## Required action 1
Using the biography of Pierre d'Orgemont below, decide whether each statement agrees with it. Answer yes or no for each and quote the words that decide it. (a) He began his career as a lawyer in the Parlement de Paris in 1340. (b) He became first president of the Parlement de Paris in 1347. (c) Charles V's successors kept electing chancellors the same way.
## Required action 2
According to the biography of Pierre d'Orgemont below, on what date did he become chancellor of France?
## Required action 3
Carry on the biography of Pierre d'Orgemont below, starting after its last sentence.

Arms of Pierre d'Orgemont : d’azur à trois épis d’orge d’or mis en pal 2 et 1

Pierre (I) d’Orgemont (c. 1315 – 23 June 1389) was a French politician of the Hundred Years' War era.

== Life ==
Born c. 1315, he seems to have been the son of Jean d’Orgemont, a middle-class man from Lagny who owned buildings on rue Saint-Antoine in Paris, or the son of the Pierre d’Orgemont who appears in the wills of Louis X and Philippe le Long.

Pierre d’Orgemont studied law and began his career as a mere lawyer in 1340 in the Parlement de Paris where he was made master clerk in May 1347 then first president in 1355. He proved loyal to the French crown during John II of France's captivity in France after capture at the battle of Poitiers, notably during the revolt of the Estates General in 1357 led by Étienne Marcel. This gained d'Orgemont recognition from the dauphin, the future Charles V of France. On 20 November 1373 he became the only ever chancellor of France to be elected by a college of electors. This college had been summoned together by Charles V:

In the year one thousand three hundred and seventy three, on Sunday 20th November, our king held his grant and general council at the Louvre, from prelates, from princes of his line, barons and other nobles, from the lords of the Parlement, from the 'requestres de son Hostel', from the 'Comptes', and other councillors up to the number of twenty-six-and-ten persons or thereabouts, to elect the chancellor of France

Such a procedure was never revived by Charles' successors.

## Given information
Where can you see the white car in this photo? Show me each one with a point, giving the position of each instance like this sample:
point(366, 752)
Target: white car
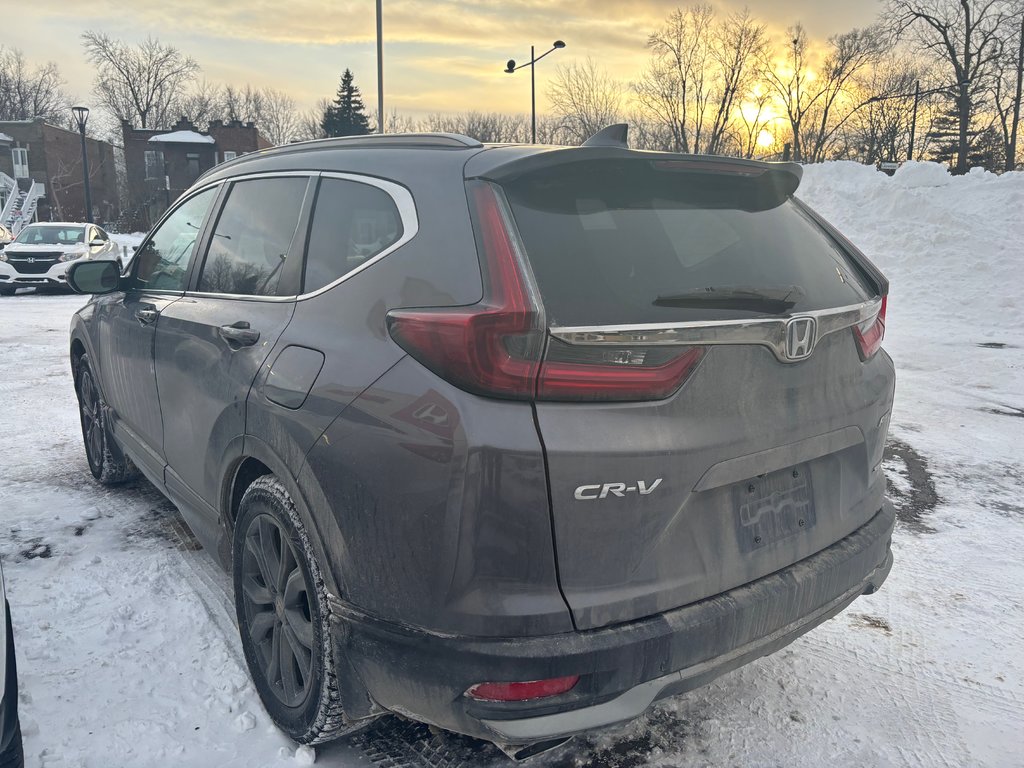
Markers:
point(41, 253)
point(10, 731)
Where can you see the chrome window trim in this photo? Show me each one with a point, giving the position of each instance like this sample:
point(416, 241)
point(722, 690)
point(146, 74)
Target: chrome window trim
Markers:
point(769, 332)
point(402, 200)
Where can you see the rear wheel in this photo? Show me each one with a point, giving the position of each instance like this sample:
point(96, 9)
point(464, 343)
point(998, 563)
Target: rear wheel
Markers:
point(284, 616)
point(104, 467)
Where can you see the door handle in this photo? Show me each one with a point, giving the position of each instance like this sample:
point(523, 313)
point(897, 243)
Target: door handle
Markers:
point(239, 335)
point(146, 314)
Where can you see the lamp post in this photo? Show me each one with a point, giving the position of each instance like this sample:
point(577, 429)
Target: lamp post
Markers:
point(511, 68)
point(82, 117)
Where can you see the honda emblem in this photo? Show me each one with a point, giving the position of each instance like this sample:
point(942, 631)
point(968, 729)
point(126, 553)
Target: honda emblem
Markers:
point(801, 334)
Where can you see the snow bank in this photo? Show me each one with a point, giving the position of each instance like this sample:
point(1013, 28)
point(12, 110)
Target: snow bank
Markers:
point(951, 246)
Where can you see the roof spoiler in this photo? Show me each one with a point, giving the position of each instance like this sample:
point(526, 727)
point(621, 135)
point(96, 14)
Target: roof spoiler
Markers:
point(612, 135)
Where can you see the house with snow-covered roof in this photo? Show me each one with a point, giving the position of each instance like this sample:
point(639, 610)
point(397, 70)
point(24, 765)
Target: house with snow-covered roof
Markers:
point(41, 175)
point(162, 164)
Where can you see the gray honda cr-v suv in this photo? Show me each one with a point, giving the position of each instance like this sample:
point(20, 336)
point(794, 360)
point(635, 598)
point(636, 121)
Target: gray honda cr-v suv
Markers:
point(514, 440)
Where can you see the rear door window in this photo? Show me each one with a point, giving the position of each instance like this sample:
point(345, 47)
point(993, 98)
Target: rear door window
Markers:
point(253, 238)
point(625, 242)
point(352, 223)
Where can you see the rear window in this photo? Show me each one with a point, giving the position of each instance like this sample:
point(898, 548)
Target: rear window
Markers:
point(620, 243)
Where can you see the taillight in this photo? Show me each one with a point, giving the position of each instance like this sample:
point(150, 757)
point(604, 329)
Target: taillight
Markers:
point(600, 373)
point(522, 691)
point(493, 347)
point(870, 333)
point(496, 347)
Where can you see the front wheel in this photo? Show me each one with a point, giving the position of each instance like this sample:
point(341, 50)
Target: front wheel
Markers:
point(103, 465)
point(284, 616)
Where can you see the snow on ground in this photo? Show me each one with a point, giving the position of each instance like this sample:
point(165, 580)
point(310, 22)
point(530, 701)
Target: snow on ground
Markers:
point(125, 635)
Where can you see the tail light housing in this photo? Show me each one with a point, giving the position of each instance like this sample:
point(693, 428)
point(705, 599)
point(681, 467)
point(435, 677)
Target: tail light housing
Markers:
point(869, 333)
point(499, 347)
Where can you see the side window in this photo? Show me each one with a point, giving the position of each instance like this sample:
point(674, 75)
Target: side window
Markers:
point(164, 261)
point(352, 222)
point(253, 237)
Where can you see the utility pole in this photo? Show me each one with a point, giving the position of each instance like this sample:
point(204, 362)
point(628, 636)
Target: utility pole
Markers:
point(913, 119)
point(534, 58)
point(380, 70)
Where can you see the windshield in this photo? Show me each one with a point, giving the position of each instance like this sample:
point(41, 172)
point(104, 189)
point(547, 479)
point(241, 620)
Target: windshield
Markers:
point(45, 235)
point(628, 242)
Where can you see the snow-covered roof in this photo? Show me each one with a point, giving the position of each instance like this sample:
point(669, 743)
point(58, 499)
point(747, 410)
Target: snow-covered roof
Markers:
point(184, 137)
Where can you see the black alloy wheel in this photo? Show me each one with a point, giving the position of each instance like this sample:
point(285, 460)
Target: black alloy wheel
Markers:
point(92, 425)
point(278, 611)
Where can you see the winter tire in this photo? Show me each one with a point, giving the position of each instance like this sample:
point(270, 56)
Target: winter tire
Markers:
point(102, 464)
point(284, 616)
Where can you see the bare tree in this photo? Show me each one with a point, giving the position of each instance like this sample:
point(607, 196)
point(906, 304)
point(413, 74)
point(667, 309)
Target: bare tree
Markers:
point(882, 129)
point(817, 105)
point(755, 118)
point(585, 98)
point(1008, 87)
point(138, 83)
point(963, 34)
point(837, 99)
point(310, 124)
point(27, 94)
point(279, 121)
point(700, 69)
point(200, 104)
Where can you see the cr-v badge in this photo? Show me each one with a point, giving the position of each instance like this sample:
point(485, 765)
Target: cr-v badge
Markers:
point(589, 493)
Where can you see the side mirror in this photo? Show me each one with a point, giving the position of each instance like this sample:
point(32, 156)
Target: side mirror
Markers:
point(97, 276)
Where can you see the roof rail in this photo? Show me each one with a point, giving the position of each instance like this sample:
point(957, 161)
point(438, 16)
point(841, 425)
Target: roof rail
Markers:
point(612, 135)
point(454, 140)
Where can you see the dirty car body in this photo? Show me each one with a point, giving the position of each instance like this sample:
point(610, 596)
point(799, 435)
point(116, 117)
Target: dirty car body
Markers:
point(569, 430)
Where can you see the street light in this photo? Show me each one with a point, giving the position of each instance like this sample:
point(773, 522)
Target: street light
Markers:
point(511, 68)
point(82, 117)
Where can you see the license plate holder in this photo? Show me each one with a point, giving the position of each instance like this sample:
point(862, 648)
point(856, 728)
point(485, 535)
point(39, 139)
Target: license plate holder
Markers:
point(773, 507)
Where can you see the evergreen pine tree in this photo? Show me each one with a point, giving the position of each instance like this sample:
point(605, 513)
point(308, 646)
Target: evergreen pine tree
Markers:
point(345, 116)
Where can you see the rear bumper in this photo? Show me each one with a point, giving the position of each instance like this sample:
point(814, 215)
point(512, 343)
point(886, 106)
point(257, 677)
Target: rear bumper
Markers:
point(624, 669)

## Response area 1
(a) Yes: "began his career as a mere lawyer in 1340 in the Parlement de Paris"
(b) No: "made master clerk in May 1347 then first president in 1355"
(c) No: "Such a procedure was never revived by Charles' successors."

## Response area 2
20 November 1373

## Response area 3
At Christmas 1373, Pierre d'Orgemont was made a knight. He remained chancellor until his retirement in 1380, following the death of Charles, who made him executor of his will—he then became maître des requêtes to the parlement de Paris. He also contributed to editing the Grandes Chroniques de France from 1350 to 1380. In 1384, he was made chancellor of the Dauphiné by Charles VI of France. On 26 May 1386, he bought the lordship of Chantilly from the last Bouteillier de Senlis. He soon began to build an impressive moated château, completed after his death by his son Amaury.

== Bibliography ==
- Léon Mirot, Les d’Orgemont, leur origine, leur fortune, le boiteux d’Orgemont, Champion, Paris, 1913
- Georges Bordonove, Les Rois qui ont fait la France – Les Valois – Charles V le Sage, vol 1, éditions Pygmalion, 1988.